| Exercise |
Filter the lines below, keeping only those that contain the string "ceiling". Case counts.

(Point labeling examples)
────────
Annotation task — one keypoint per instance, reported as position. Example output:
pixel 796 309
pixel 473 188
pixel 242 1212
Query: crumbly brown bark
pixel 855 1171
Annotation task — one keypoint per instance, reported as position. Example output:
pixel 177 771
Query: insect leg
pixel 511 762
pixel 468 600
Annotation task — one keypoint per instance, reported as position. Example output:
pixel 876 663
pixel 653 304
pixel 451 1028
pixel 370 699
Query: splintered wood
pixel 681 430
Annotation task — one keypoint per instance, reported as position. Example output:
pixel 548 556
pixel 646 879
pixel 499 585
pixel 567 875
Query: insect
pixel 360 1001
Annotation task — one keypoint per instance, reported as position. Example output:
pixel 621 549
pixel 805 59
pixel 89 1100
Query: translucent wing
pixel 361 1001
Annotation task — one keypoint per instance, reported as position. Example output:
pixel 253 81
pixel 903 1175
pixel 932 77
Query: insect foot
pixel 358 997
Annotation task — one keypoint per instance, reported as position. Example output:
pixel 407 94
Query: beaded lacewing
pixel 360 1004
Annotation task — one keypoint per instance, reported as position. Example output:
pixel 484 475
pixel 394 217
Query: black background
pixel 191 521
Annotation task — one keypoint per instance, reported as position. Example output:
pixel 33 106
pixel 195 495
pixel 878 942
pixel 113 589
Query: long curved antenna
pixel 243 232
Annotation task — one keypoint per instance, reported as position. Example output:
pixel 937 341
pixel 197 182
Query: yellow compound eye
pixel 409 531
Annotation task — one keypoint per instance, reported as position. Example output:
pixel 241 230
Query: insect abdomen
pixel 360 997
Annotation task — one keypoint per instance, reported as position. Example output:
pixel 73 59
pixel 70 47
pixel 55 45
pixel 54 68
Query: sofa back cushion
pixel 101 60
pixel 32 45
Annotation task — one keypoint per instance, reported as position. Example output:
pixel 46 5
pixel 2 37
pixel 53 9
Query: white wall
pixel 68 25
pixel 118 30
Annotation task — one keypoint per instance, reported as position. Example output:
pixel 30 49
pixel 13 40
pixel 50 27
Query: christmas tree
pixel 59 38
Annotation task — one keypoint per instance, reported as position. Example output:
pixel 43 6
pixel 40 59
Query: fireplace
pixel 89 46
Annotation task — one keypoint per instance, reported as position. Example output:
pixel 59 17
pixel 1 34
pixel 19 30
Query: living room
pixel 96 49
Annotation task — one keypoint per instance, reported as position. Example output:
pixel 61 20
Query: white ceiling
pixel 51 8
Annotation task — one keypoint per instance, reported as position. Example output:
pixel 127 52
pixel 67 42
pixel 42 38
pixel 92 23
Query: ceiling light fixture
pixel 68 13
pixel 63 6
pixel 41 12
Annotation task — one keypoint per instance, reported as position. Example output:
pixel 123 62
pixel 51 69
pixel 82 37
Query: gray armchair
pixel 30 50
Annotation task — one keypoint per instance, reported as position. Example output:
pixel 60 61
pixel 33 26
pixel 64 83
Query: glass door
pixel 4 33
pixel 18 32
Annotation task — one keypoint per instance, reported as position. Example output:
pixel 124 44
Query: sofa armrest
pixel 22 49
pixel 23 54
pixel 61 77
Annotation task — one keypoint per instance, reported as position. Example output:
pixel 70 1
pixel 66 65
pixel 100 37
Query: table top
────────
| Correct response |
Query: white ceiling
Query: ceiling light fixture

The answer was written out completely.